WRITTEN TASK.
Retype every line of the listing below, keeping each character unchanged.

Annotation data for object locations:
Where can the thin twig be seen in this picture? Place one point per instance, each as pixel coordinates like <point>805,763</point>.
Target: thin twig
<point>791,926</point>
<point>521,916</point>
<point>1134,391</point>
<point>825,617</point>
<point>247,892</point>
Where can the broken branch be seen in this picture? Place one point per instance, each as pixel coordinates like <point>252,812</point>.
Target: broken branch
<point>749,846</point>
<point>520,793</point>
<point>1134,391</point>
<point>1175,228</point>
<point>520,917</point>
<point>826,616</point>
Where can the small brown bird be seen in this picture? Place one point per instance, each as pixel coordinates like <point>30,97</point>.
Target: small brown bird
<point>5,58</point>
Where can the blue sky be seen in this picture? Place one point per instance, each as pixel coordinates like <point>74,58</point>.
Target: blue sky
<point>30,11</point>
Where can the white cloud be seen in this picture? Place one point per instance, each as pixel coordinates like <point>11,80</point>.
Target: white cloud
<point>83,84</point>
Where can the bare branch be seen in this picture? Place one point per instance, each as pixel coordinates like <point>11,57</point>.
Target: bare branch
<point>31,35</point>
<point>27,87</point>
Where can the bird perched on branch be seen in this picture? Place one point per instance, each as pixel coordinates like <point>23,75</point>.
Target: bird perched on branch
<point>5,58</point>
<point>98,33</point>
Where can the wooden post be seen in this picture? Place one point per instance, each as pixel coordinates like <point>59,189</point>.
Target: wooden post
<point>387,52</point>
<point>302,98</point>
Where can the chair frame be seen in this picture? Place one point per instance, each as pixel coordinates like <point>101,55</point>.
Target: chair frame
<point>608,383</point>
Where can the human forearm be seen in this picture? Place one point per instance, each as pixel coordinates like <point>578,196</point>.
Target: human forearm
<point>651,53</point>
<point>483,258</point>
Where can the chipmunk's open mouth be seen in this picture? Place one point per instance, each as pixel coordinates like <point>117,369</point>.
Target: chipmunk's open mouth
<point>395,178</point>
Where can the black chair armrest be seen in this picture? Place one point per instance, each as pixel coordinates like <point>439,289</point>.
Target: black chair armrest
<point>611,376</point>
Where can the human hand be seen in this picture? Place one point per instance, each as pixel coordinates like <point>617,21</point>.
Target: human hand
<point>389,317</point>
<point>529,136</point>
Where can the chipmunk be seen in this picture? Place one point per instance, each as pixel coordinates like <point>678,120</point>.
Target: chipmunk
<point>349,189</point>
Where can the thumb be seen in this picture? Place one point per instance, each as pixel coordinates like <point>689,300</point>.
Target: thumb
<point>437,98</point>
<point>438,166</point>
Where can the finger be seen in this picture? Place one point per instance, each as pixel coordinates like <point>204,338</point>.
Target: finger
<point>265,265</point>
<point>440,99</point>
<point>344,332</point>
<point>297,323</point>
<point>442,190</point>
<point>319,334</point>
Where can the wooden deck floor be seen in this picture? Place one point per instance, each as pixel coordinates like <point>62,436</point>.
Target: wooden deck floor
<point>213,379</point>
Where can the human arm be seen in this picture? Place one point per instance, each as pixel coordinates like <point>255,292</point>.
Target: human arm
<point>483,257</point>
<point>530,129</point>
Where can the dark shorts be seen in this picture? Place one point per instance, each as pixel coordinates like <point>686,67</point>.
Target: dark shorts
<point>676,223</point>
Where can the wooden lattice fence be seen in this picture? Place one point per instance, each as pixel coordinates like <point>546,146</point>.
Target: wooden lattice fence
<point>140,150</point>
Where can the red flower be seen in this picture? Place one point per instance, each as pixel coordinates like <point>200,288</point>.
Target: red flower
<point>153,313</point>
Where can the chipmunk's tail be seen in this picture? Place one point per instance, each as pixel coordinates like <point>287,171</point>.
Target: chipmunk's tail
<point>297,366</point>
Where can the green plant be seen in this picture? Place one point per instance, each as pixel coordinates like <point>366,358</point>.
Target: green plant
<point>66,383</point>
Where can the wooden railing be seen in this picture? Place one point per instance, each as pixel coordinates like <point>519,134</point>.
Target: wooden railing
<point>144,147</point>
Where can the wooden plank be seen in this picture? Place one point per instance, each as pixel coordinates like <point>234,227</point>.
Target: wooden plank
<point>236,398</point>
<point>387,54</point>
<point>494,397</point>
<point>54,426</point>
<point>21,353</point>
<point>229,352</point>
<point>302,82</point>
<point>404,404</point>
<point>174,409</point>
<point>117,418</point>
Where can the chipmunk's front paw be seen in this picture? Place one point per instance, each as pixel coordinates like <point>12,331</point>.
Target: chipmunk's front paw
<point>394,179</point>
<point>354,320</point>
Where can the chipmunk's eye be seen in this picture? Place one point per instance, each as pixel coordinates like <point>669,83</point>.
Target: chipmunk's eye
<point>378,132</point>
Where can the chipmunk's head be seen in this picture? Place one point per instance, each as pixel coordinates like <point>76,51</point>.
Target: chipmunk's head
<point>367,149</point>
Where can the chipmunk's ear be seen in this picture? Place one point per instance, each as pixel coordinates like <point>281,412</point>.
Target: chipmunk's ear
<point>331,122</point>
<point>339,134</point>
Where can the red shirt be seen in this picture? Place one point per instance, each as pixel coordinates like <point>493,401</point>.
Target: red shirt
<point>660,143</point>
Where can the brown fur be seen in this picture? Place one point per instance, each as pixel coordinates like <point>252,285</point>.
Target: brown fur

OUTPUT FOR THIS TASK.
Where can the thin twig be seen in this picture? Place one point per instance, each as pixel coordinates like <point>805,763</point>.
Target: thin twig
<point>791,926</point>
<point>521,916</point>
<point>1134,391</point>
<point>825,617</point>
<point>247,892</point>
Where can the broken branch be seen in this picture? Place one point per instance, each as pixel coordinates like <point>252,812</point>.
Target: broken branch
<point>749,846</point>
<point>520,793</point>
<point>1134,391</point>
<point>1175,228</point>
<point>520,917</point>
<point>826,616</point>
Where can the small brown bird be seen in this picture? Place one point per instance, each as pixel coordinates like <point>30,97</point>.
Target: small brown bird
<point>5,58</point>
Where can the blue sky be seen in this picture? Place one point per instance, each as pixel coordinates like <point>74,58</point>.
Target: blue sky
<point>30,11</point>
Where can the white cloud be seen in this picture? Place one point per instance, each as pixel coordinates like <point>11,80</point>.
Target: white cloud
<point>83,84</point>
Where can the bare branch be seen in this picture? Place one point per instance, each as pixel coordinates like <point>11,57</point>.
Target: bare branch
<point>31,35</point>
<point>27,87</point>
Where can the bird perched on branch be seen in this picture? Place one point per instance, each as pixel coordinates like <point>23,75</point>.
Target: bird perched on branch
<point>5,58</point>
<point>98,33</point>
Where can the wooden post be seen in this picture? Place one point per instance, each as pixel coordinates like <point>59,189</point>.
Target: wooden post
<point>387,52</point>
<point>302,98</point>
Where can the chair frame be seen in this picture? Place one point per instance, each as pixel coordinates like <point>101,55</point>.
Target: chair frame
<point>608,383</point>
Where can the human forearm be seen in this picture? Place one point per instance, each as pixel coordinates like <point>578,196</point>.
Target: human forearm
<point>651,53</point>
<point>483,258</point>
Where can the chipmunk's open mouth be seen in this picture? Place one point per instance, each as pixel coordinates like <point>117,369</point>.
Target: chipmunk's open mouth
<point>395,178</point>
Where can the black chair armrest be seen in this picture? Place one point per instance, each as pixel coordinates like <point>439,289</point>.
Target: black chair armrest
<point>611,376</point>
Where can the human hand be seen in this picture? Place one point per instance, each as pixel coordinates like <point>617,21</point>.
Target: human hand
<point>389,317</point>
<point>529,136</point>
Where can the chipmunk be seen in this picture? Place one point per instance, each as pixel coordinates like <point>678,120</point>.
Target: chipmunk
<point>349,189</point>
Where can the thumb be seen in this picture? Place one point per instance, each as pixel coordinates like <point>689,300</point>.
Target: thumb
<point>437,98</point>
<point>438,166</point>
Where can the finger be seen in this picture? Place one point per instance, each as pixel coordinates like <point>204,338</point>.
Target: finger
<point>265,265</point>
<point>440,99</point>
<point>344,332</point>
<point>297,323</point>
<point>442,190</point>
<point>319,334</point>
Where can the wooden deck floor be seen in this picture? Place one point per instance, each as pixel coordinates like <point>62,436</point>.
Target: wooden deck floor
<point>213,379</point>
Where can the human arm be seen in this picture? Place one point per instance, each as pixel coordinates like <point>255,292</point>.
Target: human arm
<point>483,257</point>
<point>530,129</point>
Where can the dark shorts be seen in this picture? Place one point per instance, each as pixel coordinates like <point>686,67</point>.
Target: dark shorts
<point>676,223</point>
Where can the wooden lattice fence be seen in this picture? Place one point per instance, each as pixel coordinates like <point>546,146</point>.
Target: wooden lattice fence
<point>140,150</point>
Where can the red flower be seen in this picture? Place one point per instance, each as pixel coordinates like <point>200,288</point>.
Target: red flower
<point>153,313</point>
Where can the chipmunk's tail be seen in this picture? Place one point per instance, each as pixel coordinates like <point>287,171</point>.
Target: chipmunk's tail
<point>297,366</point>
Where can the green plant be seen in this picture? Place one point per instance, each as pixel coordinates like <point>366,358</point>.
Target: green plant
<point>66,383</point>
Where can the wooden railing be seen in this picture? Place one point per instance, each as pixel coordinates like <point>519,134</point>.
Target: wooden railing
<point>144,147</point>
Where can the wooden plank be seen in this picture? Place one point per instance, each as pixel coordinates like <point>234,227</point>.
Target: wooden plank
<point>236,398</point>
<point>387,54</point>
<point>494,397</point>
<point>54,426</point>
<point>21,353</point>
<point>229,352</point>
<point>302,82</point>
<point>404,404</point>
<point>174,409</point>
<point>117,418</point>
Where can the chipmunk's front paw be seen in this picture? Place one point per instance, each as pixel coordinates like <point>12,331</point>.
Target: chipmunk's front paw
<point>394,179</point>
<point>354,320</point>
Where can the chipmunk's eye be seen in this picture? Place one point per instance, each as pixel coordinates like <point>669,83</point>.
Target: chipmunk's eye
<point>378,132</point>
Where can the chipmunk's head be seen in this picture? Place one point per instance, each as pixel coordinates like <point>76,51</point>.
Target: chipmunk's head
<point>367,149</point>
Where can the chipmunk's ear be seen in this picture? Place one point per instance, each as pixel coordinates like <point>281,412</point>.
Target: chipmunk's ear
<point>331,122</point>
<point>339,134</point>
Where can the red shirt be seen in this picture? Place one point per instance, each as pixel coordinates like <point>493,401</point>.
Target: red shirt
<point>660,143</point>
Where can the brown fur be seen in this picture? Place one point per instance, each as pixel coordinates like <point>252,285</point>.
Target: brown fur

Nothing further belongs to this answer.